# Text block
◆ ◆ ◆ ◆
Furthermore, the CAD design process can be a good exercise for improving your CAD-Software-Skills. In our example, an already existing picture frame made of wood in the small rectangular format approx. 140 x 140mm is used as a template:
Based on the existing object, the corresponding photos of the object were first taken and provided with the dimensions relevant for the design:
The CAD software I use is Fusion 360. The software offers really a lot of possibilities, the ability to create construction drawings based on photos of existing objects is only one among plenty of very useful features.
Photos as a template for design drawing
To do this, you import the photos as 'Attached View Area' into the Fusion360 design. Subsequently, the imported images must be calibrated using the appropriate function, i.e. the drawing is adjusted based on a measurement on the photo.
For the drawing I imported 2 images as front view and side view. After the import, the two images still have to be assigned to the respective coordinate space. Based on this, I did the corresponding construction drawing of the frame profile (cross-section of the frame element):
The profile was initially set to 1mm in the drawing dialog of F360 in wall thickness using the offset function of F360 drawing functions. This means that the extrusion of the profile produces hollow bodies with the wall thickness set to 1mm.
◆ ◆ ◆ ◆
# Dataset rows
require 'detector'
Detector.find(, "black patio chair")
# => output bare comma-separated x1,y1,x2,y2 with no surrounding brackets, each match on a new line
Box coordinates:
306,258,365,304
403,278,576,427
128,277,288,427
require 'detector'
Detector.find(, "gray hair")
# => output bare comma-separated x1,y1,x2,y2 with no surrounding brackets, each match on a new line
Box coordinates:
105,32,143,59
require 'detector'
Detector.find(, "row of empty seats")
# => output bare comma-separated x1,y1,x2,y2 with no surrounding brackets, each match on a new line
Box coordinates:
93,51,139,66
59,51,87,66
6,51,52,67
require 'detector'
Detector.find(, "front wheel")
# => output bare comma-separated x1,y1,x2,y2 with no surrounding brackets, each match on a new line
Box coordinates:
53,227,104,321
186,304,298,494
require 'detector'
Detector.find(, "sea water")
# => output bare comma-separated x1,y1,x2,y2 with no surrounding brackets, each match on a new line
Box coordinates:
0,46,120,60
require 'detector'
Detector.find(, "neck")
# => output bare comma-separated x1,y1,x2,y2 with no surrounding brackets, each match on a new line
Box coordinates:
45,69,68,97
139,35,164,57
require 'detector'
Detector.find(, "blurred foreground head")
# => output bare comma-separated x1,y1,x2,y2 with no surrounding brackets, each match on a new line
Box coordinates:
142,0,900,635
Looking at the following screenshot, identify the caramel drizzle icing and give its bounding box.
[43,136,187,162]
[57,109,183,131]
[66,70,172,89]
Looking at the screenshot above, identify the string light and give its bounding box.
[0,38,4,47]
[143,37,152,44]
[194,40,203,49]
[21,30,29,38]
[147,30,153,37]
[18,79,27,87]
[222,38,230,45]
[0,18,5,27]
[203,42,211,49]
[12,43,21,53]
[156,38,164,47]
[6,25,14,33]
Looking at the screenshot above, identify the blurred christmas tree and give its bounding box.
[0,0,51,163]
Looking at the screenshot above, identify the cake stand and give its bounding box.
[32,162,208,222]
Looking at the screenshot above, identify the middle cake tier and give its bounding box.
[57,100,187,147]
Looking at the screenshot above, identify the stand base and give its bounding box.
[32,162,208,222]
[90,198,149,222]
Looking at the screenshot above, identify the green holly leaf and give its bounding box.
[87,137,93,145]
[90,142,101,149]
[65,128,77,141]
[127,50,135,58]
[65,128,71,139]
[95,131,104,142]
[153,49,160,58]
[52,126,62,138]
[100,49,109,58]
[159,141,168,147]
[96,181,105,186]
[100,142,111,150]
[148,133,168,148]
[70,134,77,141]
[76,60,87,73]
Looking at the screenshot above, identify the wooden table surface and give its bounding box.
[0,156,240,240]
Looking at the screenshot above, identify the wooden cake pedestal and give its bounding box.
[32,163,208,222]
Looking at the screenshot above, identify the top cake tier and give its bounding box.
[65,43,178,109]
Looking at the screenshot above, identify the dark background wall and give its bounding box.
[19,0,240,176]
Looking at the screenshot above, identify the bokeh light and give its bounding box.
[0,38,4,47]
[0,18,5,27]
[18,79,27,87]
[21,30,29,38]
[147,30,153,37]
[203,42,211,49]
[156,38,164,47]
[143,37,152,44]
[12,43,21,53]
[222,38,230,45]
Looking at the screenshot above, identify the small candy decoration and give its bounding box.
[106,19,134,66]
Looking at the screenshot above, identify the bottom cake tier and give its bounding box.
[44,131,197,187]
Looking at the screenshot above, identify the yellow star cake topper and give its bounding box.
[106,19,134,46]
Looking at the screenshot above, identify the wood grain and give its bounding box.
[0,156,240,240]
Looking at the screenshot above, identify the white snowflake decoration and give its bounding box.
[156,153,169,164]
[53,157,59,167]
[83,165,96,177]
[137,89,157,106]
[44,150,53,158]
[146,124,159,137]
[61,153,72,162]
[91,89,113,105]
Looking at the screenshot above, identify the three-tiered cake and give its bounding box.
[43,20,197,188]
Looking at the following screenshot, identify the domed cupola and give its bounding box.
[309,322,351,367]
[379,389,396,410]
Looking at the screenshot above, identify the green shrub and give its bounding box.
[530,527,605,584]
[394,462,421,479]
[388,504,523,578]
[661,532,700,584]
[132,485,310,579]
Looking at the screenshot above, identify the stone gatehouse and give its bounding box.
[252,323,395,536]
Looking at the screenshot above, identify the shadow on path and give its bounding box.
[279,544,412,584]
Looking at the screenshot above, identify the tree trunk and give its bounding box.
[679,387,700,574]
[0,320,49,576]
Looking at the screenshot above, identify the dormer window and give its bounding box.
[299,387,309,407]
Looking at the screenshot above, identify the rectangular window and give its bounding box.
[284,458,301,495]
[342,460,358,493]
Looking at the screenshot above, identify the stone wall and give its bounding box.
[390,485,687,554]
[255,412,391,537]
◆ ◆ ◆ ◆
# Objective 1
Retype the stretch of the CAD passage from "Photos as a" through "set to 1mm.".
# Objective 2
Put the stretch of the entries from the line containing "Looking at the screenshot above, identify the bokeh" through the line containing "[379,389,396,410]" into a Markdown table with a Row column numbering the lines and an Entry column holding each line, skipping blank lines.
The CAD passage and the entries are unrelated material.

# Output 1
Photos as a template for design drawing
To do this, you import the photos as 'Attached View Area' into the Fusion360 design. Subsequently, the imported images must be calibrated using the appropriate function, i.e. the drawing is adjusted based on a measurement on the photo.
For the drawing I imported 2 images as front view and side view. After the import, the two images still have to be assigned to the respective coordinate space. Based on this, I did the corresponding construction drawing of the frame profile (cross-section of the frame element):
The profile was initially set to 1mm in the drawing dialog of F360 in wall thickness using the offset function of F360 drawing functions. This means that the extrusion of the profile produces hollow bodies with the wall thickness set to 1mm.

# Output 2
| Row | Entry |
|---|---|
| 1 | Looking at the screenshot above, identify the bokeh light and give its bounding box. |
| 2 | [0,38,4,47] |
| 3 | [0,18,5,27] |
| 4 | [18,79,27,87] |
| 5 | [21,30,29,38] |
| 6 | [147,30,153,37] |
| 7 | [203,42,211,49] |
| 8 | [156,38,164,47] |
| 9 | [143,37,152,44] |
| 10 | [12,43,21,53] |
| 11 | [222,38,230,45] |
| 12 | Looking at the screenshot above, identify the small candy decoration and give its bounding box. |
| 13 | [106,19,134,66] |
| 14 | Looking at the screenshot above, identify the bottom cake tier and give its bounding box. |
| 15 | [44,131,197,187] |
| 16 | Looking at the screenshot above, identify the yellow star cake topper and give its bounding box. |
| 17 | [106,19,134,46] |
| 18 | Looking at the screenshot above, identify the wood grain and give its bounding box. |
| 19 | [0,156,240,240] |
| 20 | Looking at the screenshot above, identify the white snowflake decoration and give its bounding box. |
| 21 | [156,153,169,164] |
| 22 | [53,157,59,167] |
| 23 | [83,165,96,177] |
| 24 | [137,89,157,106] |
| 25 | [44,150,53,158] |
| 26 | [146,124,159,137] |
| 27 | [61,153,72,162] |
| 28 | [91,89,113,105] |
| 29 | Looking at the screenshot above, identify the three-tiered cake and give its bounding box. |
| 30 | [43,20,197,188] |
| 31 | Looking at the following screenshot, identify the domed cupola and give its bounding box. |
| 32 | [309,322,351,367] |
| 33 | [379,389,396,410] |